* [Given task A]
In the excerpt about the missed wakeup, how many cores does the machine have?

* [Excerpt provided]
**********
I'll take this as an opportunity to learn something: what would cause
the task state to be set to running other than a the waited for event
or the timeout?

> > The sched state at this time is "interesting" and I'm having a hard
> > time making any sense out of this. The user task apparently inherited
> > the DEADLINE priority from the sugov kthread. But while the user task
> > state shows up as RUNNING the task doesn't show up in the dl_rq
> > nr_running. Also while cpu#0 shows nr_running as 1, its curr->pid hints
> > at it executing the idle task, which is at least consitent with the
> > thread still being stuck in __schedule.
> >
> > Shortened sched debug below. The machine has 4 cores, I only pasted the
> > output of the CPUs containing the relevant user task and the sugov
> > kthread.
> >
>
> You have it running under SCHED_DEADLINE? That will cause it to run for
> only the run time per period, and can cause even more delays.

That's the bog standard mainline kernel behavior for the sugov kthread.
The comments in the code say this is done to be able to preempt all
other tasks as to not delay the frequency switching. There's quite a
bit of special casing of the sugov task with SCHED_FLAG_SUGOV in the
deadline scheduler code. This flag isn't carried over to the boosted
thread, maybe that's an issue?

But even if we hit throttling I would have expected the situation to
clear after some time. That's not what I'm seeing: once the user task
is stuck, it's stuck for hours. I would say indefinitely, but it's hard
to empirically prove that. ;)

> Perhaps put in some trace_printk()s and see what exactly is happening.

My hope was that someone would could guide me a little with an educated
guess, to make those trace_printks more helpful. The lockup is hard to
trigger and there's other unrelated system activity going on, even when
the relevant user task is stuck, so randomly sprinkling debug
statements will generate lots of output to filter down.

Regards,
Lucas

2020-03-23 09:30:16

by Juri Lelli

[permalink] [raw]

Subject: Re: help needed in debugging missed wakeup(?)
**********
* [Data rows]
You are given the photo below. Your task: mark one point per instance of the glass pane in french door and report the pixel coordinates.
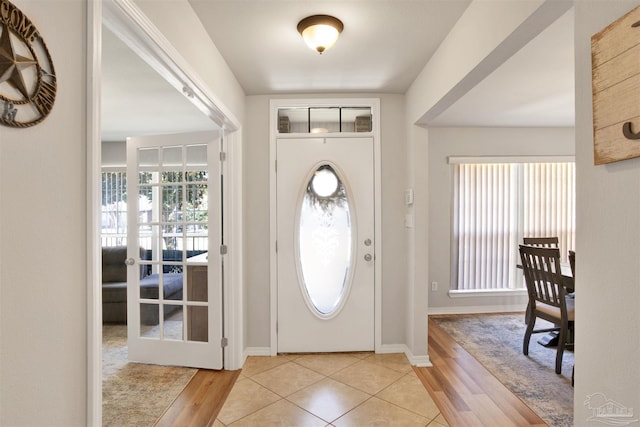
(173, 235)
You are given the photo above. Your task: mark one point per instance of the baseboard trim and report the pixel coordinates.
(256, 351)
(478, 309)
(419, 361)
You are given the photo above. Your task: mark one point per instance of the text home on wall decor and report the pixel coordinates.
(615, 62)
(27, 78)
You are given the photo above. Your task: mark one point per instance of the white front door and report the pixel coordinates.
(325, 244)
(174, 275)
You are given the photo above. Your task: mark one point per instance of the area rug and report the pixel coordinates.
(135, 394)
(496, 342)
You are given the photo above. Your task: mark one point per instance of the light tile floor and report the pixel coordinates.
(334, 389)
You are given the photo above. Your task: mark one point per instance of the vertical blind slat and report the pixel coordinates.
(487, 214)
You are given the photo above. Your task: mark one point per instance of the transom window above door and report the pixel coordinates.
(324, 119)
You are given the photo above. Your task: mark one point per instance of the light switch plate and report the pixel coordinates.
(408, 196)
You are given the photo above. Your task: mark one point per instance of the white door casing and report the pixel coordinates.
(351, 327)
(189, 332)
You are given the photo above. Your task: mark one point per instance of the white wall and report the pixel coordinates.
(256, 220)
(179, 23)
(445, 142)
(42, 245)
(607, 249)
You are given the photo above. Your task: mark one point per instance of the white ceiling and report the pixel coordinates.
(383, 47)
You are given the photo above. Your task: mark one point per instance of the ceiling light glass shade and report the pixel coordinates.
(320, 32)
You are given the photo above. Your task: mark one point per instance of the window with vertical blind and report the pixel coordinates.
(495, 204)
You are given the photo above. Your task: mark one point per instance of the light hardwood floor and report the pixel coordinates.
(465, 393)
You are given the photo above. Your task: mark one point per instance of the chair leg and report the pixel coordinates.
(562, 340)
(527, 335)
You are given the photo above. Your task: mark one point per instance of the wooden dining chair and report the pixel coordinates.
(544, 242)
(572, 263)
(547, 296)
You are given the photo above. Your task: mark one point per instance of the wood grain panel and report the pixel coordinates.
(614, 39)
(615, 53)
(465, 392)
(201, 401)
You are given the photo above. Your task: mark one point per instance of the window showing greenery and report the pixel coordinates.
**********
* [Given task B]
Rewrite the entries from the line that contains "tile floor and report the pixel coordinates." through the end of the entries, changing "chair leg" to "stool leg" and leaving everything else unchanged. Give only those lines.

* [Full response A]
The machine has 4 cores.

* [Full response B]
You are given the photo above. Your task: mark one point per instance of the light tile floor and report the pixel coordinates.
(334, 389)
You are given the photo above. Your task: mark one point per instance of the vertical blind slat and report the pixel coordinates.
(487, 214)
You are given the photo above. Your task: mark one point per instance of the transom window above door and report the pixel coordinates.
(324, 119)
You are given the photo above. Your task: mark one point per instance of the light switch plate and report the pixel coordinates.
(408, 196)
You are given the photo above. Your task: mark one point per instance of the white door casing and report the pixel coordinates.
(351, 327)
(189, 332)
You are given the photo above. Your task: mark one point per instance of the white wall and report the pixel coordinates.
(256, 220)
(179, 23)
(445, 142)
(42, 245)
(607, 249)
You are given the photo above. Your task: mark one point per instance of the white ceiling and report the pixel coordinates.
(383, 47)
You are given the photo above. Your task: mark one point per instance of the ceiling light glass shade and report the pixel coordinates.
(320, 32)
You are given the photo above. Your task: mark one point per instance of the window with vertical blind and report the pixel coordinates.
(495, 204)
You are given the photo above. Your task: mark one point per instance of the light hardwood floor and report the pixel coordinates.
(465, 393)
You are given the photo above. Your task: mark one point per instance of the stool leg and report the pixel coordinates.
(562, 340)
(527, 335)
You are given the photo above. Your task: mark one point per instance of the wooden dining chair and report the pixel coordinates.
(544, 242)
(572, 263)
(547, 296)
You are given the photo above. Your task: mark one point per instance of the wood grain panel and report the pixel coordinates.
(614, 39)
(615, 53)
(465, 392)
(201, 401)
You are given the photo above. Your task: mark one point per instance of the window showing greenery and report the pixel coordinates.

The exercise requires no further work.